What you should do => Exact repetition, please: start with the line where "to locate banner" appears and stop after the final line of the records.

*** Given records ***

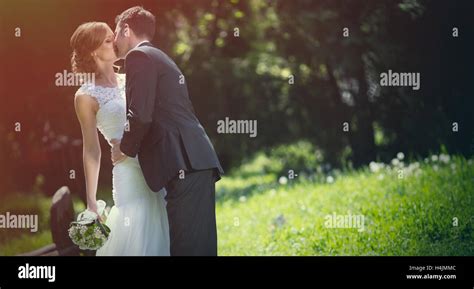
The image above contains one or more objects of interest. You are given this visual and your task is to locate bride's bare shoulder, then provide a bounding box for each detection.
[74,87,99,113]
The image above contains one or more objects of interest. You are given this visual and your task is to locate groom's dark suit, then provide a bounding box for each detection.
[120,42,223,256]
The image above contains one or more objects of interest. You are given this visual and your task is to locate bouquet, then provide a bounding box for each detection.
[68,200,111,250]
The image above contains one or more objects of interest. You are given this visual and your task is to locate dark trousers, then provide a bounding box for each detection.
[165,169,218,256]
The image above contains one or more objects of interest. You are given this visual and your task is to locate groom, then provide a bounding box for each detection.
[111,6,223,256]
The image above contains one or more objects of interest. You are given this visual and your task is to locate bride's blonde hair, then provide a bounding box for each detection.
[70,22,109,75]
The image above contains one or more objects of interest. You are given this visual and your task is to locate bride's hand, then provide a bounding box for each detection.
[87,201,103,222]
[111,139,127,165]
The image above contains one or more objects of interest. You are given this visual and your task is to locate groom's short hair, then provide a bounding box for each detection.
[116,6,156,40]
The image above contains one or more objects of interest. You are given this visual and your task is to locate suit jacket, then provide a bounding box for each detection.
[120,42,223,192]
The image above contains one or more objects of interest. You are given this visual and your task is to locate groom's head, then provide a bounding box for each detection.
[114,6,155,59]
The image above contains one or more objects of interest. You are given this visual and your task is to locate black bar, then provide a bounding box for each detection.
[0,257,472,288]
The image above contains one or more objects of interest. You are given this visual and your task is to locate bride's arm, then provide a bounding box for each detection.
[74,94,101,216]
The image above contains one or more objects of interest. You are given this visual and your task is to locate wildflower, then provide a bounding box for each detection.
[326,176,334,183]
[397,152,405,160]
[369,162,380,173]
[439,154,450,164]
[279,176,288,185]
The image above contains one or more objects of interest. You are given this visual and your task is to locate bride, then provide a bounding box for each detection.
[70,22,170,256]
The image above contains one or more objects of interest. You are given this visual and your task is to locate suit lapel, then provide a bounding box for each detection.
[124,41,153,118]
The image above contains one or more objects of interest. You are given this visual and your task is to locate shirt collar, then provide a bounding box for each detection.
[134,40,150,49]
[125,40,151,58]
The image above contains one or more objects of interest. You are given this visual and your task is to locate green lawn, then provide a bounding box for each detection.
[216,155,474,255]
[1,154,473,256]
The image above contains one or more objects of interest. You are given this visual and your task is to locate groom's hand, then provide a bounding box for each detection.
[111,139,127,165]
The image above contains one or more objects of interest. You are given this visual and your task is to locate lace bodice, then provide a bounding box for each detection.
[75,74,127,145]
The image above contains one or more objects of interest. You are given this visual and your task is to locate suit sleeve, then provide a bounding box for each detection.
[120,50,157,157]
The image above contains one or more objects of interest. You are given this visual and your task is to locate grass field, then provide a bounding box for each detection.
[216,155,474,255]
[1,152,473,256]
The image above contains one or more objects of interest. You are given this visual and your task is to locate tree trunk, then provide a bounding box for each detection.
[350,51,376,167]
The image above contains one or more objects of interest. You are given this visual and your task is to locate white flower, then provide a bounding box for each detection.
[326,176,334,183]
[239,196,247,203]
[369,162,380,173]
[431,155,438,162]
[397,152,405,160]
[278,176,288,185]
[439,154,450,164]
[69,221,110,250]
[391,158,400,166]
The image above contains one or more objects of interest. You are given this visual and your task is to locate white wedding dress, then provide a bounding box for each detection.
[75,74,170,256]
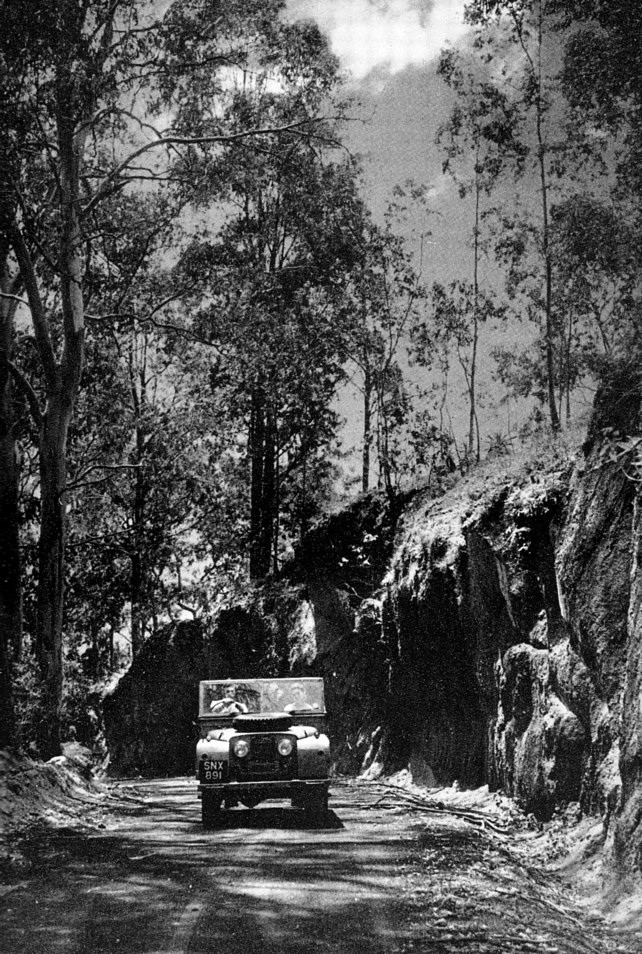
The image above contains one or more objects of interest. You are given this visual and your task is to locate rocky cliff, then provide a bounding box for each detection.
[103,375,642,876]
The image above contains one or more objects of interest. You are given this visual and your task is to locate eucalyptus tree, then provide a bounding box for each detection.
[548,197,641,418]
[465,0,569,431]
[412,280,507,461]
[0,0,336,755]
[175,24,364,578]
[554,0,642,193]
[558,0,642,367]
[0,251,20,746]
[466,0,642,420]
[67,325,222,656]
[0,0,41,747]
[340,217,425,495]
[436,46,523,458]
[181,153,362,577]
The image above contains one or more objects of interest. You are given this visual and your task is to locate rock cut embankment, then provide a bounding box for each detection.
[104,375,642,876]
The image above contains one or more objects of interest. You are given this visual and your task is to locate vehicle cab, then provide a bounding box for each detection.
[196,677,330,827]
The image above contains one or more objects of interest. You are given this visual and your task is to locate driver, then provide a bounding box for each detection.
[210,683,248,715]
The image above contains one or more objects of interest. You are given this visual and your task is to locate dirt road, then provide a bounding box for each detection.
[1,779,639,953]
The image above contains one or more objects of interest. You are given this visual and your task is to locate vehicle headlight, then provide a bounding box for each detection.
[233,739,250,758]
[278,738,293,757]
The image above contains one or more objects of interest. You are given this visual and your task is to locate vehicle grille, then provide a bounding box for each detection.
[232,734,296,781]
[252,736,276,761]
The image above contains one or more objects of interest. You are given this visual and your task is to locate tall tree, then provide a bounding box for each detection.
[413,280,507,461]
[0,0,331,755]
[0,247,21,746]
[464,0,642,422]
[558,0,642,365]
[437,45,523,457]
[176,24,362,577]
[341,217,425,495]
[549,196,641,414]
[181,154,359,577]
[466,0,567,430]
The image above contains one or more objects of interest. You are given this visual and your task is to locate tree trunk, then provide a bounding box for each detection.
[377,389,395,503]
[543,252,560,431]
[258,407,276,578]
[249,388,266,579]
[130,418,146,657]
[362,365,372,493]
[0,262,21,748]
[130,551,144,657]
[272,432,281,576]
[533,4,560,433]
[470,166,481,461]
[507,1,560,433]
[0,411,19,746]
[36,389,73,758]
[248,387,277,580]
[31,94,86,757]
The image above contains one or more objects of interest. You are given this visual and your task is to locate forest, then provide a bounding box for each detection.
[0,0,640,760]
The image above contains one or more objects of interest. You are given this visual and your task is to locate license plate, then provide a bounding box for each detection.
[200,759,227,782]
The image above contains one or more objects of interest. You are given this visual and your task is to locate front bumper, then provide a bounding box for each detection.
[197,778,329,798]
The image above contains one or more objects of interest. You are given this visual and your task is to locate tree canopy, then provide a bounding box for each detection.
[2,0,640,756]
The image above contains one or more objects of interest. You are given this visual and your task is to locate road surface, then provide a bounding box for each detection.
[1,778,639,953]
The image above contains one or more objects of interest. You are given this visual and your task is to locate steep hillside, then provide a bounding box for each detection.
[104,373,642,879]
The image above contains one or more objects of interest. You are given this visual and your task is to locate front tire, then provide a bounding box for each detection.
[202,793,222,829]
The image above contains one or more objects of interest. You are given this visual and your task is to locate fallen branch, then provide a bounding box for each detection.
[363,781,513,835]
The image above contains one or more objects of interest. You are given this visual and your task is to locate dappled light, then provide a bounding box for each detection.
[2,779,639,954]
[2,2,642,951]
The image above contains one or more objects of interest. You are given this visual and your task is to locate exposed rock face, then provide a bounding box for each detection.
[103,594,305,777]
[619,496,642,872]
[103,496,399,779]
[375,471,582,815]
[104,620,210,777]
[291,374,641,876]
[103,374,642,875]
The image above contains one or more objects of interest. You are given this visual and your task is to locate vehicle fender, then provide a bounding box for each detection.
[195,736,229,775]
[296,733,330,778]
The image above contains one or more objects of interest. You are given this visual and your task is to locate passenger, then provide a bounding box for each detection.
[265,682,285,711]
[210,683,248,715]
[285,682,318,713]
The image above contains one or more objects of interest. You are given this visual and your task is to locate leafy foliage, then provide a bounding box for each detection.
[4,0,642,757]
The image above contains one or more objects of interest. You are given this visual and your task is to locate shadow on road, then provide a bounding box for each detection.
[199,806,345,831]
[4,779,638,954]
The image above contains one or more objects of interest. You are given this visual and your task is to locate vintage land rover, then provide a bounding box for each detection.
[196,677,330,827]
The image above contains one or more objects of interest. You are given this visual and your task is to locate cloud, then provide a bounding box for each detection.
[287,0,468,78]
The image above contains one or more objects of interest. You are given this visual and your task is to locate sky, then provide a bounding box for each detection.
[284,0,502,472]
[288,0,469,78]
[281,0,479,285]
[285,0,477,280]
[282,2,577,479]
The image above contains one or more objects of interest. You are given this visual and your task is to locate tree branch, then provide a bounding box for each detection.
[83,117,340,217]
[8,361,43,428]
[7,224,58,389]
[0,292,29,308]
[64,462,141,495]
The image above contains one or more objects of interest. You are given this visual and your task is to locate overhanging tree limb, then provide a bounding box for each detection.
[84,118,341,218]
[64,462,142,495]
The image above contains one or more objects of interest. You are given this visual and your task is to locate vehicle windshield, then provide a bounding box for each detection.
[199,678,325,717]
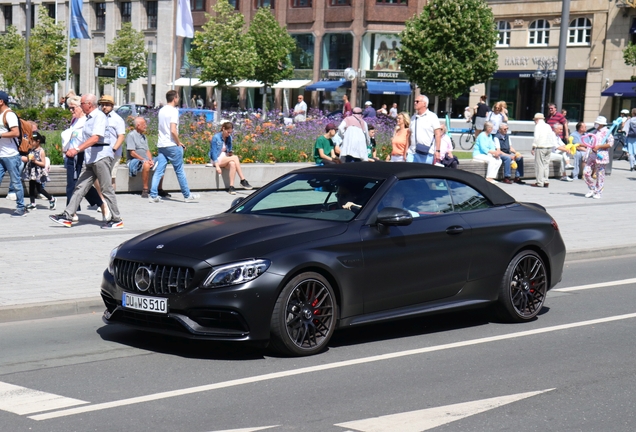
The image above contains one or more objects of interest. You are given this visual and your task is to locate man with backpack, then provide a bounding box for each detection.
[0,91,27,217]
[624,108,636,171]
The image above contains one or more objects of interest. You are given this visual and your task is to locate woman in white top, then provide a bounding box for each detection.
[338,107,370,162]
[487,101,508,136]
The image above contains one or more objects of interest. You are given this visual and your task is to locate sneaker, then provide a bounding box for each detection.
[593,193,601,199]
[148,196,162,203]
[25,203,36,211]
[585,191,594,198]
[11,208,26,218]
[49,197,57,210]
[102,219,124,230]
[49,213,72,227]
[228,186,236,195]
[158,189,171,198]
[565,164,575,169]
[71,214,79,224]
[184,193,200,203]
[240,179,253,189]
[141,189,149,199]
[561,176,573,182]
[206,162,215,167]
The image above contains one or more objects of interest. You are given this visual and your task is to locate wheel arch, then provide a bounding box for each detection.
[510,244,552,289]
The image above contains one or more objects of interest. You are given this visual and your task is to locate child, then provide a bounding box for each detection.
[23,131,56,211]
[367,124,379,161]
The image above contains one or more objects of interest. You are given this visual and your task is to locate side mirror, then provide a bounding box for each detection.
[231,197,245,208]
[377,207,413,226]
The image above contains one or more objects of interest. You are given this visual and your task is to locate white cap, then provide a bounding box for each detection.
[365,101,372,106]
[621,109,630,114]
[594,116,607,125]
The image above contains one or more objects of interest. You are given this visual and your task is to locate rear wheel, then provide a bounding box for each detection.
[496,251,547,322]
[460,132,475,150]
[270,272,337,356]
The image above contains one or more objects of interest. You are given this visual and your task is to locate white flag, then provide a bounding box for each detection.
[176,0,194,38]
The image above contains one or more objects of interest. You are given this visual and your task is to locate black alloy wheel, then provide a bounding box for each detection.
[496,251,547,322]
[270,272,337,356]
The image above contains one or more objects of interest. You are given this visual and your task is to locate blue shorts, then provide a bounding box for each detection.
[128,158,156,177]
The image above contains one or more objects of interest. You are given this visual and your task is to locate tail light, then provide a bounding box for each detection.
[551,219,559,231]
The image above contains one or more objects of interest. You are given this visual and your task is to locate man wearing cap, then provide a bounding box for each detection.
[49,93,125,229]
[314,123,339,165]
[98,95,126,193]
[0,90,27,217]
[292,95,307,123]
[583,116,613,199]
[409,95,441,164]
[546,103,568,141]
[531,113,554,188]
[362,101,376,118]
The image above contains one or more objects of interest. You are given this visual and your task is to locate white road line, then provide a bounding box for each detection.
[335,389,555,432]
[29,312,636,421]
[207,427,279,432]
[553,278,636,292]
[0,382,88,415]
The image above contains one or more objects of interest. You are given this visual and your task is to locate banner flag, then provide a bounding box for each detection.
[70,0,90,39]
[176,0,194,38]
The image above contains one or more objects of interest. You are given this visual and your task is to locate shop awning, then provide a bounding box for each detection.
[601,82,636,97]
[232,80,264,88]
[168,78,201,86]
[366,81,412,95]
[197,81,218,87]
[305,80,351,92]
[272,79,312,89]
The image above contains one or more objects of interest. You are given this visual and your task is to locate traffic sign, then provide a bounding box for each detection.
[117,66,128,79]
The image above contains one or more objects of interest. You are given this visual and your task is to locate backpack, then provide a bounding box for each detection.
[628,118,636,138]
[2,109,33,156]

***

Your response =>
The image above contains one or more objects of interest. You are given this visual and your task is to locate banner flag, then provide a bounding box for each detection.
[70,0,90,39]
[176,0,194,38]
The image above contains one or more objects of interest. You are given this visual and your task is to locate shop awning, then provide a bounding box for each detection.
[601,82,636,97]
[232,80,264,88]
[168,78,201,86]
[366,81,412,95]
[197,81,218,87]
[305,80,351,92]
[272,79,312,89]
The image above contains one or more objects of interest. You are given this visual and your task is to locate traffic sign, then provide a bounding box for each detection.
[117,66,128,79]
The image above contains one or more objects of interest. You are given this visual and your task is to locate backpack, then provide a bounding box for each detection.
[628,118,636,138]
[2,109,33,156]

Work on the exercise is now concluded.